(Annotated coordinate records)
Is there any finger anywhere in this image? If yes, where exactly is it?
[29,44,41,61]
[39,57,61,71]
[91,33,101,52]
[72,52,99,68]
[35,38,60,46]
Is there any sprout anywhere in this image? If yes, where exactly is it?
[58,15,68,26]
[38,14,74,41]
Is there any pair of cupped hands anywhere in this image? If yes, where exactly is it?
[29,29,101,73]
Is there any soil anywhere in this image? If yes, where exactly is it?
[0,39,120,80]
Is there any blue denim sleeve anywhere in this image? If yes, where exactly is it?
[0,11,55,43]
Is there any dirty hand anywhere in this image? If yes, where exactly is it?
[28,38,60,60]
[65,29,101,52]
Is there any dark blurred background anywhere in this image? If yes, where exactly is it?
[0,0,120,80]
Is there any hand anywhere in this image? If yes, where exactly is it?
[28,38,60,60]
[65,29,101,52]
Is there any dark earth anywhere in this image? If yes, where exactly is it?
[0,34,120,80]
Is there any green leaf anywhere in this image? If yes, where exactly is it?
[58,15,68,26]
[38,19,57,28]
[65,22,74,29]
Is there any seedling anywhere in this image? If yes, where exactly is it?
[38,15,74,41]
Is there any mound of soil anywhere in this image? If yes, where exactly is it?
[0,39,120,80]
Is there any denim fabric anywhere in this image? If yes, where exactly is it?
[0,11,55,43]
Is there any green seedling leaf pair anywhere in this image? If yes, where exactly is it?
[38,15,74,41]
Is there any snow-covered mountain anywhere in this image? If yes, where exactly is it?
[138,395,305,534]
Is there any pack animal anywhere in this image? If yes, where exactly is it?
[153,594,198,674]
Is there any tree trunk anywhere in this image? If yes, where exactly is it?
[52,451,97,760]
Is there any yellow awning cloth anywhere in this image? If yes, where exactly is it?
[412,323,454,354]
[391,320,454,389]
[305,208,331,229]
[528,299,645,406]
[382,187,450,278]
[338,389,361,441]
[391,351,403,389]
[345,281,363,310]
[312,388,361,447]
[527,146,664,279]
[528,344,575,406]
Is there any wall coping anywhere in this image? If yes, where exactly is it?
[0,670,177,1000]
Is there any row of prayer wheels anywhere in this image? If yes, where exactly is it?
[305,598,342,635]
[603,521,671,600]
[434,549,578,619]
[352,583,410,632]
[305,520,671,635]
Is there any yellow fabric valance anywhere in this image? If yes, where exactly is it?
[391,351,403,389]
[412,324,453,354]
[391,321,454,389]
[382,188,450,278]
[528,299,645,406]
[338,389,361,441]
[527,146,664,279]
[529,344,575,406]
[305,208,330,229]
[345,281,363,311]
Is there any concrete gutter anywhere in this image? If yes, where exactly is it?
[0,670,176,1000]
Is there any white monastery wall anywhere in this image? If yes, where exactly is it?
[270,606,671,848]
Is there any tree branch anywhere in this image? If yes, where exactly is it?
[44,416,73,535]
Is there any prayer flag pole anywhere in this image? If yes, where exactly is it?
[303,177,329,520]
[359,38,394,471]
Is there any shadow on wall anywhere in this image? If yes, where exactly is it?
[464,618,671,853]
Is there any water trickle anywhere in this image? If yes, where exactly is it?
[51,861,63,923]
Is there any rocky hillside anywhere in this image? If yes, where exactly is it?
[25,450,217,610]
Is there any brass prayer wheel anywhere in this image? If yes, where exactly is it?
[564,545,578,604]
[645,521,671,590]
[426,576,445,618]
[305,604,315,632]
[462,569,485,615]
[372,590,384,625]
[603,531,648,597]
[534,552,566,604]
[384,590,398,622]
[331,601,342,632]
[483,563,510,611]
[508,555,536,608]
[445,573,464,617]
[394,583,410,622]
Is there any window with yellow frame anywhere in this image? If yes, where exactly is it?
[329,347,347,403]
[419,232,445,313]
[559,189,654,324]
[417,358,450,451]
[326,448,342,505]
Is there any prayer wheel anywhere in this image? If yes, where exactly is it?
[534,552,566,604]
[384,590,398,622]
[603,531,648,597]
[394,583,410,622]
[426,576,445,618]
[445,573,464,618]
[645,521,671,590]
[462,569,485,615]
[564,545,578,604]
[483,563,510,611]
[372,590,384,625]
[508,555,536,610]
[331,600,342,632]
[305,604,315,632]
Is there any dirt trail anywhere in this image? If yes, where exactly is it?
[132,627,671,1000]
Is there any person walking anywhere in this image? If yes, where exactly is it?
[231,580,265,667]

## REQUIRED WORK
Reproduce the data above in full, swapping "dirt trail" for "dirt path" wherever it occurs and leaving every other line unchanged.

## SOLUTION
Is there any finger anywhere in this image? If yes, where exactly is it?
[29,44,41,61]
[39,57,61,71]
[91,33,101,52]
[72,52,99,68]
[35,38,60,46]
Is there any sprout anywhere in this image? If yes, where exactly is it?
[58,15,68,26]
[38,14,74,41]
Is there any pair of cupped hands anywhere in this image? If yes, where exactly is it?
[29,29,101,73]
Is there any soil anywhere in this image? If yes, where exactly is it?
[0,39,120,80]
Is there any blue denim sleeve anywhere in this image? If yes, where exactly is it?
[0,11,55,43]
Is there any dirty hand anywhere in this image? If yes, where exactly is it?
[28,38,60,60]
[65,29,101,52]
Is there any dark blurred background anywhere in this image? If yes, where exactly is it?
[0,0,120,80]
Is there any hand anywhere in this image? If yes, where exactly is it?
[28,38,60,60]
[65,29,101,52]
Is there any dark earth anywhere in this image? If yes, where exactly is it?
[0,34,120,80]
Is there any green leaf anywhere in this image? If yes, where exactly is it?
[58,15,68,26]
[38,19,57,28]
[65,22,74,29]
Is there any seedling anywhere in this image? If yes, where exactly is it?
[38,15,74,41]
Is there any mound of soil anywhere in this image? If yes, where exactly is it?
[0,39,120,80]
Is there any denim fabric anywhere in this image? If yes, where exactly is it?
[0,11,55,43]
Is there any green seedling leaf pair anywhere in this image? If yes, where exactly is it?
[38,15,74,41]
Is there any snow-covered mountain anywhere in this image? If yes, where exactly is it?
[138,395,305,534]
Is there any pack animal anywhere in this image? If yes, where exactly is it?
[153,594,198,674]
Is there any tree trunk anywhere in this image? If yes, where exactly is it?
[52,451,97,760]
Is there any yellow awning cloth anywhere in this image? If yes, where exactly is it?
[412,323,454,354]
[391,320,454,389]
[305,208,331,229]
[528,299,645,406]
[382,187,450,278]
[338,389,361,441]
[391,351,403,389]
[345,281,363,310]
[312,388,361,447]
[527,146,664,279]
[528,344,575,406]
Is there any wall coping anywhere in this image? If yes, where exactly is it?
[0,670,177,1000]
Is there any row of prayer wheels anywhere in this image? If yes, where exactly is it?
[305,598,342,635]
[603,521,671,600]
[434,549,578,619]
[352,583,410,632]
[305,520,671,635]
Is there any yellow fabric valance anywhere in this image? If yes, where exactly is it?
[391,351,403,389]
[412,324,453,354]
[391,321,454,389]
[382,188,450,278]
[528,299,645,406]
[338,389,361,441]
[527,146,664,279]
[529,344,575,406]
[305,208,330,229]
[345,281,363,311]
Is there any concrete gutter anywhere in this image? If yes, where exactly is it?
[0,670,176,1000]
Is there any white monastery wall anywhere in this image? If yes, where exactly is it?
[270,606,671,848]
Is there any tree branch anywhere in this image? If yes, where exactly is it?
[44,416,73,535]
Is there any prayer flag pole anywhere in this image? If yes, where exactly is it?
[303,177,329,520]
[359,38,394,471]
Is there any shadow on wall anywhere in this image? If yes, where exactly is it?
[464,618,671,853]
Is there any water trickle anywhere in this image? If yes, where exactly is it?
[51,861,63,923]
Is there any rocky hillside anywhere in this image? If yes, where exactly is it?
[25,450,217,610]
Is there any brass prayer wheel anywhere in this image? If yes, where exactly is it?
[564,545,578,604]
[645,521,671,590]
[426,576,445,618]
[305,604,315,632]
[462,569,485,615]
[372,590,384,625]
[603,531,648,597]
[534,552,566,604]
[384,590,398,622]
[331,601,342,632]
[483,563,510,611]
[508,555,536,608]
[445,573,464,617]
[394,583,410,622]
Is there any window with yellow frame anywhere in this image? If yes, where exactly is it?
[329,347,347,403]
[419,232,445,313]
[559,189,654,324]
[417,358,450,451]
[326,448,342,505]
Is there any prayer wheel anywhere in this image? If yes, where exactly is it?
[534,552,566,604]
[384,590,398,622]
[603,531,648,597]
[394,583,410,622]
[426,576,445,618]
[445,573,464,618]
[645,521,671,590]
[462,569,485,615]
[564,545,578,604]
[483,563,510,611]
[372,590,384,625]
[508,555,536,610]
[331,600,342,632]
[305,604,315,632]
Is there any dirt path anywhere in this image? If yes, where exactly is it?
[132,627,671,1000]
Is there any person walking anywhere in this image? If yes, where exactly is it?
[231,580,265,667]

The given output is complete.